* [ENTRIES]

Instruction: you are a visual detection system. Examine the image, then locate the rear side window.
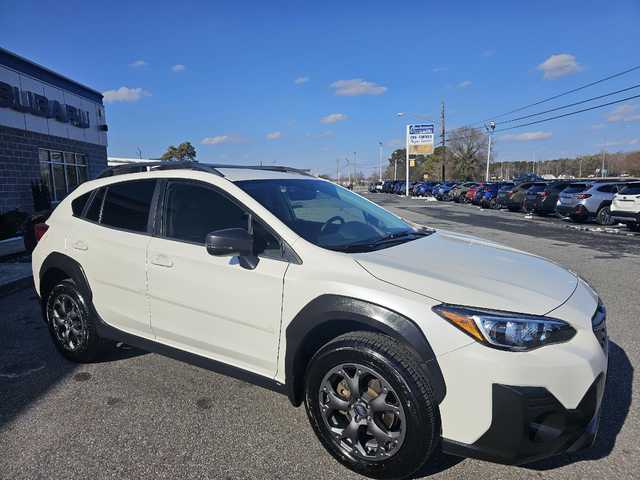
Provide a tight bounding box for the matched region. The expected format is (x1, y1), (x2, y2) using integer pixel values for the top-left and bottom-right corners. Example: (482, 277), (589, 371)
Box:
(562, 183), (592, 193)
(86, 180), (156, 232)
(163, 181), (249, 244)
(620, 183), (640, 195)
(71, 192), (93, 217)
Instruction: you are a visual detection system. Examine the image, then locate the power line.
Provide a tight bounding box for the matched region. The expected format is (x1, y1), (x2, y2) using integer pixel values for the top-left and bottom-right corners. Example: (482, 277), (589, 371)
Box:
(496, 95), (640, 132)
(471, 65), (640, 126)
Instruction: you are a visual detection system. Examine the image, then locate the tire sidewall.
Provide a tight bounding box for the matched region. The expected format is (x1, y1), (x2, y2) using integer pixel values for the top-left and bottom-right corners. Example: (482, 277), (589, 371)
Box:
(305, 347), (439, 478)
(45, 280), (100, 363)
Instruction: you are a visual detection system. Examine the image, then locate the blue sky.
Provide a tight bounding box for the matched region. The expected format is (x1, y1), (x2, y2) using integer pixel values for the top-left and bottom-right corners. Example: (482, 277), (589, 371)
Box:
(0, 0), (640, 174)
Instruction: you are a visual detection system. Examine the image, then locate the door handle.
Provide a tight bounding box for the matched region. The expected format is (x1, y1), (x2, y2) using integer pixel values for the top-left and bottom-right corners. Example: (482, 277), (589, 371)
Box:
(71, 240), (89, 252)
(149, 255), (173, 268)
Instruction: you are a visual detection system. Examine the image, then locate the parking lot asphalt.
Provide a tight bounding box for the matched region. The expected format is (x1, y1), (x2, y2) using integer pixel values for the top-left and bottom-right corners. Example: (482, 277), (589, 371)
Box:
(0, 194), (640, 479)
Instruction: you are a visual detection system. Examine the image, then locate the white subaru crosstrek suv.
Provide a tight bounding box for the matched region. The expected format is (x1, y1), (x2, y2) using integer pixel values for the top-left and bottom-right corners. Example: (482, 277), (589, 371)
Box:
(33, 162), (609, 478)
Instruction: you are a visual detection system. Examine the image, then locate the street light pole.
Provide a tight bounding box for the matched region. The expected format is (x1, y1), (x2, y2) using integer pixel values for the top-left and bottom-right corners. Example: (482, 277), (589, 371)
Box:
(600, 125), (629, 178)
(533, 147), (547, 175)
(484, 122), (496, 182)
(378, 142), (382, 182)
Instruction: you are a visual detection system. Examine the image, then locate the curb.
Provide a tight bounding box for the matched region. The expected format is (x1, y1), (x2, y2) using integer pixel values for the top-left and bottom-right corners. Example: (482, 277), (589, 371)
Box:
(0, 275), (34, 298)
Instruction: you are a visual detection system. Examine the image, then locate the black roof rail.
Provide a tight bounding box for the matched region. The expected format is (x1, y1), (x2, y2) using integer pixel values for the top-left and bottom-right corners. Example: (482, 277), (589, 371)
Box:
(207, 163), (313, 177)
(96, 161), (313, 179)
(96, 162), (224, 179)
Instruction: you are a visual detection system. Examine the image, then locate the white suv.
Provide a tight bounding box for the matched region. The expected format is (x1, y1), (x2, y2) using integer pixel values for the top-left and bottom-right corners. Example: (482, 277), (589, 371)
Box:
(33, 162), (609, 478)
(611, 183), (640, 232)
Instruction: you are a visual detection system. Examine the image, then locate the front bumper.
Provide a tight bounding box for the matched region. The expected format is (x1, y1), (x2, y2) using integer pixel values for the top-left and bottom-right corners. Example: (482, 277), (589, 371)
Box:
(556, 204), (595, 217)
(442, 372), (606, 465)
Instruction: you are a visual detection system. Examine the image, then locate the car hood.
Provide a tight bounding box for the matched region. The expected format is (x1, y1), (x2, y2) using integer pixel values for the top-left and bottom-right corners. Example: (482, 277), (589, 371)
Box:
(352, 230), (578, 315)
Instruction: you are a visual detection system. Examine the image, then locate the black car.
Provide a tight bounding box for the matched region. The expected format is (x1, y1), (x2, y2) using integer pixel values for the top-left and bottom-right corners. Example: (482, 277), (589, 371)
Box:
(525, 180), (571, 216)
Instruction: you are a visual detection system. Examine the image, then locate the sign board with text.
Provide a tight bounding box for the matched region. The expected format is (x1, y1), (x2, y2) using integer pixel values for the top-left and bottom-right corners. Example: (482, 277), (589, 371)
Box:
(407, 124), (434, 155)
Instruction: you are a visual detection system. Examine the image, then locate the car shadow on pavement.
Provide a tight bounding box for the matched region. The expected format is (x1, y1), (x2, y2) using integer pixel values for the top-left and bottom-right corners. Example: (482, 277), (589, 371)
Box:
(521, 342), (633, 471)
(91, 342), (149, 363)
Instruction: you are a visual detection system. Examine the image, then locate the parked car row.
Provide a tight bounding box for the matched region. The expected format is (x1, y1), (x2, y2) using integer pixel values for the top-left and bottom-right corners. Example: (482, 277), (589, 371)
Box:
(369, 175), (640, 231)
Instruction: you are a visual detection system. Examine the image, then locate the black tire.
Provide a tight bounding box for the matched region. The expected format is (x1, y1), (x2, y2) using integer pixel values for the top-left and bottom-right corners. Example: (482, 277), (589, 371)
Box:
(305, 332), (441, 479)
(45, 279), (107, 363)
(596, 205), (616, 225)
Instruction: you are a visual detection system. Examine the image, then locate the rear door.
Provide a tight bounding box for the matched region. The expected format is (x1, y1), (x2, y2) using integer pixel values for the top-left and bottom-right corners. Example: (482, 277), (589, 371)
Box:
(148, 179), (289, 377)
(66, 180), (157, 338)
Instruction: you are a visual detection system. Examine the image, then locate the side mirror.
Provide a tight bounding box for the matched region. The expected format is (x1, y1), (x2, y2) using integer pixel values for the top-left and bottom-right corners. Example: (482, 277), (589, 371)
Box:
(205, 228), (253, 257)
(205, 228), (259, 270)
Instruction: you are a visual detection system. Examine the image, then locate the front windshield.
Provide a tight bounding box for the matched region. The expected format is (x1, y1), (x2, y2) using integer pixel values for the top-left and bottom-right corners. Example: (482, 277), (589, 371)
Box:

* [WHAT THE TASK ASKS]
Rewrite every one of the records above, changing "visual detection system" to "object detector" wherever it occurs and keeping everything else the same. Do not include the pictures in your answer.

* [ANSWER IN FULL]
Instruction: you are a object detector. Examine the image, then locate the rear side window.
Provide a tight bounding box for the matched region. The expected format is (x1, y1), (x2, y2) using integer pixel values for the top-left and bottom-right corners. Example: (482, 277), (589, 371)
Box:
(562, 183), (592, 193)
(86, 180), (156, 232)
(163, 181), (249, 244)
(620, 183), (640, 195)
(71, 192), (93, 217)
Instruction: you are a object detector. Examine the image, then locate the power line.
Provide a tight bounding box for the matched region. The expected format is (x1, y1), (x2, y2) using integer pixel values for the top-left and bottom-right corners. Example: (482, 277), (589, 371)
Box:
(496, 95), (640, 132)
(471, 65), (640, 126)
Instruction: you are a object detector. Examine the image, then locate the tire sidewall.
Provide a tight bounding box for the matched region. The expected format is (x1, y1), (x2, y2) using integer pixel values for the top-left and bottom-right corners. Example: (482, 277), (589, 371)
Box:
(305, 347), (439, 478)
(45, 280), (100, 363)
Instruction: you are a object detector. Examine the image, then locate the blue sky.
Provide a tight bounding box for the matched region. The expected format is (x1, y1), (x2, y2) using integer pixel values for the top-left and bottom-right corners. Example: (482, 277), (589, 371)
Box:
(0, 0), (640, 174)
Instruction: you are a object detector. Examine the image, then locate the door handle.
Provide a tight bounding box for the matched region. The expected format is (x1, y1), (x2, y2) using integer pixel values for the top-left and bottom-right corners. Example: (482, 277), (589, 371)
Box:
(71, 240), (89, 252)
(149, 255), (173, 268)
Instruction: you are a object detector. Examine the image, then locate the parking lot asphalt.
Provide a tight bounding box for the matched region. The expected format is (x1, y1), (x2, y2) using integer pixel values for the top-left and bottom-right corners. Example: (482, 277), (589, 371)
Box:
(0, 194), (640, 479)
Instruction: you are a object detector. Examine the image, then locate the white subaru crosstrek suv.
Provide a tight bounding box for the matched region. The expected format is (x1, y1), (x2, y2) using integer pixel values for the top-left and bottom-right corners. Example: (482, 277), (589, 371)
Box:
(33, 162), (609, 478)
Instruction: you are a object detector. Examine the image, then locate the street light pole.
Provide a tight bounding box for the matched region. The expected format is (x1, y1), (x2, y2) using integer pixel values for the top-left and bottom-right corners. Example: (482, 277), (589, 371)
Box:
(600, 125), (629, 178)
(533, 147), (547, 175)
(484, 122), (496, 182)
(378, 142), (382, 182)
Instruction: you are a object detector. Examine the image, then locate the curb.
Provide a tight bounding box for the matched region. The expected format is (x1, y1), (x2, y2) using integer pixel values for the top-left and bottom-right corners. Example: (482, 277), (589, 371)
Box:
(0, 275), (34, 298)
Instruction: you are a object detector. Examine the image, then locate the black roof rail.
Provide a tight bounding box for the matched region. The expected format is (x1, y1), (x2, y2) using integer pixel values for the top-left and bottom-right corners. Example: (482, 277), (589, 371)
Box:
(207, 163), (313, 177)
(96, 161), (313, 179)
(96, 162), (224, 179)
Instruction: you are a object detector. Examine the image, then locate the white suv.
Provide a tight bounding box for the matched region. The expected format is (x1, y1), (x2, y2) using integer pixel values for the top-left and bottom-right corners. Example: (482, 277), (589, 371)
Box:
(33, 162), (609, 478)
(611, 183), (640, 232)
Instruction: you are a object detector. Examine the image, then locate the front bumper.
Provide a tight bounding box for the matched region. The expected format is (x1, y1), (x2, y2) using integer pixel values for the top-left and bottom-right corners. Example: (482, 277), (589, 371)
Box:
(556, 204), (595, 217)
(442, 372), (606, 465)
Instruction: you are a object detector. Examine the image, then locate the car hood.
Provide a tight bounding box for the matched region. The expected format is (x1, y1), (x2, y2) using integer pixel values for the top-left and bottom-right corners. Example: (482, 277), (589, 371)
Box:
(352, 230), (578, 315)
Instruction: you are a object detector. Examine the image, then locate the black car.
Provide a tight bounding box for the matched region. The expected format is (x1, y1), (x2, y2) using integer pixel values for the top-left and bottom-right corners. Example: (482, 277), (589, 371)
Box:
(525, 180), (571, 216)
Instruction: you are a object detector. Examine the image, then locate the sign board with text.
Provide a tight bounding box for the matched region. The expected format is (x1, y1), (x2, y2) using integer pixel values for the top-left and bottom-right corners. Example: (482, 277), (589, 371)
Box:
(407, 124), (434, 155)
Instruction: you are a object detector. Examine the image, then locate the car shadow on pavement.
Provide a tight bounding box for the matched region. The expected format is (x1, y1), (x2, y2) using integer pixel values for the top-left and bottom-right corners. Example: (482, 277), (589, 371)
Box:
(521, 342), (633, 471)
(91, 342), (149, 363)
Instruction: you are a object detector. Examine the image, then locate the parked car row.
Provide a tight bounding box for the matched region. The expected format is (x1, y1), (x2, y2) using integer pixel values for the top-left and bottom-right corners. Example: (482, 277), (589, 371)
Box:
(369, 175), (640, 231)
Instruction: you are a object detector. Examine the image, then locate the black tire.
Provide a tight bounding box for the matched region. The expected format is (x1, y1), (x2, y2) using integer pixel values for the top-left and bottom-right corners. Example: (482, 277), (589, 371)
Box:
(305, 332), (441, 479)
(45, 279), (107, 363)
(596, 205), (616, 225)
Instruction: you are a object detector. Examine the image, then locate the rear door.
Provide a tight bounding box for the matched region. The expected format is (x1, y1), (x2, y2) using integer pixel values for the top-left and bottom-right corners. Example: (482, 277), (589, 371)
Box:
(148, 179), (289, 377)
(66, 180), (157, 338)
Instruction: you are a object detector. Examine the image, then locate the side mirror.
Provide a tight bounding box for the matched region. The expected format is (x1, y1), (x2, y2) using integer pixel values for the top-left and bottom-right corners. Example: (482, 277), (589, 371)
Box:
(205, 228), (253, 257)
(205, 228), (259, 270)
Instruction: you are a object detector. Examine the image, then locate the front windshield.
Provide a tight bounding box for the matched region. The expected format is (x1, y1), (x2, y2) using integer pixel values for the top-left and bottom-right corners. Example: (482, 277), (589, 371)
Box:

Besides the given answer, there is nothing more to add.